Task
Write out every one of the entries below word for word, keeping each line unchanged.

[Part of a data file]
## begin

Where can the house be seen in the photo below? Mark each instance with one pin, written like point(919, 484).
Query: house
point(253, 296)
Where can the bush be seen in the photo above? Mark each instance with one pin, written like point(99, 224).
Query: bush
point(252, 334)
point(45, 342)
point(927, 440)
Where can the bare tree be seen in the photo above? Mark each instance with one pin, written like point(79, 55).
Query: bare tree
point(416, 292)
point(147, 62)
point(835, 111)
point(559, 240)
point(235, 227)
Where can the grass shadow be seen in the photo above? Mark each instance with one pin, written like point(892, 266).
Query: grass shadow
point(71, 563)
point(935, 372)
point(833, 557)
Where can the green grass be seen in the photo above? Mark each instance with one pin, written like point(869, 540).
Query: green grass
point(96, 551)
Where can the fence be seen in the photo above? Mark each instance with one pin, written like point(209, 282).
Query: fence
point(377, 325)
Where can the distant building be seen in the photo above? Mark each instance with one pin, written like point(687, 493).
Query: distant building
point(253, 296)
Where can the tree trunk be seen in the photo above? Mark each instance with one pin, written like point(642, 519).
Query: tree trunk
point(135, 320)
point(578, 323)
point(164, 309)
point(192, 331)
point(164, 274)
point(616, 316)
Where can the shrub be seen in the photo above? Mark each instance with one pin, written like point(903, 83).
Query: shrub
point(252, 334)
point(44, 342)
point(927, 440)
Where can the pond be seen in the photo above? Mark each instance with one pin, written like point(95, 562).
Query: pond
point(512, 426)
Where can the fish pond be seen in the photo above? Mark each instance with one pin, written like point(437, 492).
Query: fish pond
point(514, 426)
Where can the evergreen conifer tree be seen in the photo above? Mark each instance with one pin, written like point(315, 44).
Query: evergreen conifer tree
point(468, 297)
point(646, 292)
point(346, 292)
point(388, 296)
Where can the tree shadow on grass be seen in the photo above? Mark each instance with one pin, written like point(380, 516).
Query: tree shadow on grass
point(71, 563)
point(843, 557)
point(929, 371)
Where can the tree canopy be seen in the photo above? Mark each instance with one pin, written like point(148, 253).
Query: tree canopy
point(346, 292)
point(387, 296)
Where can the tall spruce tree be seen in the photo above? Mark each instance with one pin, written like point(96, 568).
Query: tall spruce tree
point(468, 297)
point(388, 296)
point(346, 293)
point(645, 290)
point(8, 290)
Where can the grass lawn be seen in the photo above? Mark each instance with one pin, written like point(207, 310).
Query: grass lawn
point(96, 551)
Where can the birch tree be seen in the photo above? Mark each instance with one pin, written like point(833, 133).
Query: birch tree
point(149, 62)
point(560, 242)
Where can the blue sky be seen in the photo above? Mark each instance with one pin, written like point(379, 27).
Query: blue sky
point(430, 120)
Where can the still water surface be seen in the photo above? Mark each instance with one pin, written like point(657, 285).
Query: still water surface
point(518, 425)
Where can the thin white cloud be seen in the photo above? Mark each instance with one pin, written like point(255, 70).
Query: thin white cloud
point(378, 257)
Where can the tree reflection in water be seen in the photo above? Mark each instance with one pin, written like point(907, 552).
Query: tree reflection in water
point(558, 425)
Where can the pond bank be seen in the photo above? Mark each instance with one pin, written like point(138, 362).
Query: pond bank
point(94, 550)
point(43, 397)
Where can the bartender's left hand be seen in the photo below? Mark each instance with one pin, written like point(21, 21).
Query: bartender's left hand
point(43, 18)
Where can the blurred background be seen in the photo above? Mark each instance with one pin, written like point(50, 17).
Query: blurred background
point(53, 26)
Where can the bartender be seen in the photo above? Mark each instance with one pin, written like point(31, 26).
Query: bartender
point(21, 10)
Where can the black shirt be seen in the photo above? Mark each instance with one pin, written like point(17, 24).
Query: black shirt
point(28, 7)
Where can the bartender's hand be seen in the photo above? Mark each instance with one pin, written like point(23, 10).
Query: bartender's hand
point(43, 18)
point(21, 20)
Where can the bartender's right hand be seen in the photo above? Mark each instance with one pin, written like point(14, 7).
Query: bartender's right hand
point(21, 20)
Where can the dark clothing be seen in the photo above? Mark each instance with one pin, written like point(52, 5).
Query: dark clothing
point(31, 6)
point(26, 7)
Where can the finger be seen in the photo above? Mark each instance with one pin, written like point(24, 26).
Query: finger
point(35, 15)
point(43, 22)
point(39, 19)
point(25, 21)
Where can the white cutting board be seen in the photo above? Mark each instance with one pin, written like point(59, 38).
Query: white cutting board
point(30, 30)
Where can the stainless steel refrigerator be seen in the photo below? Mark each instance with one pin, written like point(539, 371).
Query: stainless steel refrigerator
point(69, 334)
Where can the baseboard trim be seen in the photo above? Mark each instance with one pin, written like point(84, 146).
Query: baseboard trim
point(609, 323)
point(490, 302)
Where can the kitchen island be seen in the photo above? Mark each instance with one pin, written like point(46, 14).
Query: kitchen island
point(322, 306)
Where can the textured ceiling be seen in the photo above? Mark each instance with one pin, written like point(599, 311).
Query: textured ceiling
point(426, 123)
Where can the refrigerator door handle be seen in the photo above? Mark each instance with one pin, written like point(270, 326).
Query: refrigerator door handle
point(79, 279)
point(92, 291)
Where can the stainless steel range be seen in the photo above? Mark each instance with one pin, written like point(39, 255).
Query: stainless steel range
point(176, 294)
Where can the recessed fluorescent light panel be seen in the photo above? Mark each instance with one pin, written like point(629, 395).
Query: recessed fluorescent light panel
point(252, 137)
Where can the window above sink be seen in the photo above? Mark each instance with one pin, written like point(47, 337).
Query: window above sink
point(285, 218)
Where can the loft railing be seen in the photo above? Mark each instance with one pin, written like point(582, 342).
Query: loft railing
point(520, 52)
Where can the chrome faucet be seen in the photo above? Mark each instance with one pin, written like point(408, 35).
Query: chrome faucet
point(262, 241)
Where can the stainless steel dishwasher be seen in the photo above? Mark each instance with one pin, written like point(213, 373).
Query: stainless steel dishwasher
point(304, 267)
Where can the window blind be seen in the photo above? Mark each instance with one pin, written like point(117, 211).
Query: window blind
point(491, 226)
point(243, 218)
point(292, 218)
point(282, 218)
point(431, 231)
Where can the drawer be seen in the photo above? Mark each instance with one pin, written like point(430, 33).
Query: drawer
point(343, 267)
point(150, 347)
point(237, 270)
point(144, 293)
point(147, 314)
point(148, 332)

## end

Written solution
Where can the house be seen in the photo below? Mark each instance with one pin, written like point(919, 484).
Query: house
point(253, 296)
Where can the bush be seen in the photo above? Mark each instance with one pin, written like point(99, 224).
Query: bush
point(252, 334)
point(45, 342)
point(927, 440)
Where can the bare tree be seen in the photo above? Mark each instance with one pin, written like point(79, 55).
Query: bare tree
point(416, 292)
point(147, 62)
point(835, 111)
point(559, 240)
point(235, 227)
Where can the grass shadow be seen in the photo above? Mark each instance with one pin, written like point(892, 266).
Query: grass shadow
point(71, 563)
point(935, 372)
point(833, 557)
Where can the green grass be seen in the photo above? Mark each instance with one pin, written like point(869, 540).
Query: green grass
point(96, 551)
Where can the fence be seen in the photo above? Mark each instance with one pin, written like point(209, 282).
Query: fence
point(377, 325)
Where can the distant building be seen in the photo above? Mark each instance with one pin, written like point(687, 493).
Query: distant building
point(253, 296)
Where can the tree trunk be seen in the photo above? Mark each instance with one pin, written like point(642, 519).
Query: tree trunk
point(135, 320)
point(578, 323)
point(164, 309)
point(192, 331)
point(164, 274)
point(616, 316)
Where can the shrub be seen in the photo above? Mark each instance with one pin, written like point(903, 83).
Query: shrub
point(252, 334)
point(44, 342)
point(927, 440)
Where can the pond be seen in the photo above? Mark each instance with one pin, written like point(95, 562).
Query: pond
point(512, 426)
Where can the fish pond be seen in the photo above? Mark each instance with one pin, written like point(437, 492).
Query: fish pond
point(514, 426)
Where can the evergreen conifer tree be seen in the photo above? Mark each instance with one pin, written like point(315, 44).
Query: evergreen conifer tree
point(468, 297)
point(646, 292)
point(346, 292)
point(388, 296)
Where can the tree shadow on grass be seen in the photo above? Mark each instance with one pin, written like point(380, 516).
Query: tree shadow on grass
point(71, 563)
point(843, 557)
point(929, 371)
Where can the tree canopy be seen in the photo above? Mark each instance with one pin, written like point(148, 253).
Query: tree canopy
point(346, 292)
point(387, 296)
Where can the tall spruce tree be seen in the photo above? Mark each instance with one pin, written like point(96, 568).
Query: tall spruce tree
point(468, 297)
point(388, 296)
point(346, 293)
point(645, 290)
point(8, 290)
Where can the grass lawn be seen in the photo above? Mark each instance with one pin, written like point(207, 310).
Query: grass lawn
point(96, 551)
Where can the birch tree be seen in the photo above? Mark each instance with one pin, written like point(833, 133).
Query: birch tree
point(149, 62)
point(560, 242)
Where can the blue sky be seen in the photo above? Mark each instance with one pin, written like point(379, 27).
Query: blue sky
point(430, 120)
Where can the still water surface be seen in the photo above? Mark each instance with one pin, written like point(657, 285).
Query: still water surface
point(518, 425)
Where can the thin white cloud be seen in the photo above? Mark each instance with one pin, written like point(255, 70).
Query: thin white cloud
point(378, 257)
Where can the tree reflection in water be seen in the photo above? Mark each instance with one pin, written like point(907, 552).
Query: tree reflection in water
point(558, 425)
Where can the pond bank be seen in the photo above? Mark each instance with one pin, written like point(138, 362).
Query: pond bank
point(94, 550)
point(43, 397)
Where can the bartender's left hand be seen in the photo below? Mark each instance with one pin, written like point(21, 21).
Query: bartender's left hand
point(43, 18)
Where can the blurred background be seen in the photo above? Mark each instance with one pin, written like point(50, 17).
Query: blurred background
point(53, 26)
Where can the bartender be seen in the photo above? Mark each instance with one pin, written like point(31, 26).
Query: bartender
point(21, 10)
Where can the black shirt be seen in the photo above? Mark each instance with one pin, written like point(17, 24).
Query: black shirt
point(28, 7)
Where can the bartender's hand be seen in the photo above? Mark each instance with one pin, written like point(23, 10).
Query: bartender's hand
point(43, 18)
point(21, 20)
Where can the bartender's right hand be seen in the photo above? Mark each instance with one pin, written like point(14, 7).
Query: bartender's right hand
point(21, 20)
Where can the dark clothing be seen in the photo above? Mark each instance with one pin, written like point(52, 5).
Query: dark clothing
point(31, 6)
point(26, 7)
Where can the finger be seen in the photo above? Mark each instance with one pin, written like point(24, 26).
Query: finger
point(35, 15)
point(43, 22)
point(39, 19)
point(25, 21)
Where can the white cutting board be seen in the photo above? Mark each instance with one pin, written like point(59, 38).
Query: white cutting board
point(30, 30)
Where can the stainless steel refrigerator be seen in the photo below? Mark each instance with one pin, written like point(539, 371).
Query: stainless steel refrigerator
point(69, 334)
Where can the baseboard trim be seen in the photo above? Mark each instance with one pin, written like point(84, 146).
Query: baseboard trim
point(609, 323)
point(490, 302)
Where can the kitchen island be seen in the photo above? Mark each instance with one pin, written like point(46, 14).
Query: kitchen island
point(322, 306)
Where can the textured ceiling be seen in the photo above? Mark each instance with one pin, written like point(599, 311).
Query: textured ceiling
point(426, 123)
Where can the refrigerator door handle be seen in the photo above? Mark each instance with one pin, written like point(270, 326).
Query: refrigerator door handle
point(79, 279)
point(92, 291)
Where can the stainless steel range be seen in the photo above? Mark each instance with one pin, written like point(39, 255).
Query: stainless steel range
point(176, 294)
Where can the recessed fluorescent light panel be seen in the photo above? Mark each instance with one pin, written like point(629, 395).
Query: recessed fluorescent light panel
point(252, 137)
Where can the window above sink be seen in the photo above? Mark each instance with one pin, written like point(47, 337).
Query: window above sink
point(285, 218)
Where can the loft railing be seen in the photo above? Mark each instance with one pin, written like point(582, 342).
Query: loft railing
point(520, 52)
Where can the chrome faucet be seen in the photo above? Mark each instance with one pin, written like point(408, 35).
Query: chrome faucet
point(262, 241)
Where can the stainless steel dishwasher be seen in the photo above? Mark each instance with one pin, written like point(213, 373).
Query: stainless steel dishwasher
point(304, 267)
Where can the window blind be seen in the photo above? Mark each instance with one pin, written like point(117, 211).
Query: window blind
point(491, 226)
point(243, 218)
point(292, 218)
point(282, 218)
point(431, 231)
Where can the drawer be seen in the photo above? Mark each instance with one pin, written like point(430, 33).
Query: drawer
point(343, 267)
point(150, 347)
point(237, 270)
point(144, 293)
point(147, 314)
point(148, 332)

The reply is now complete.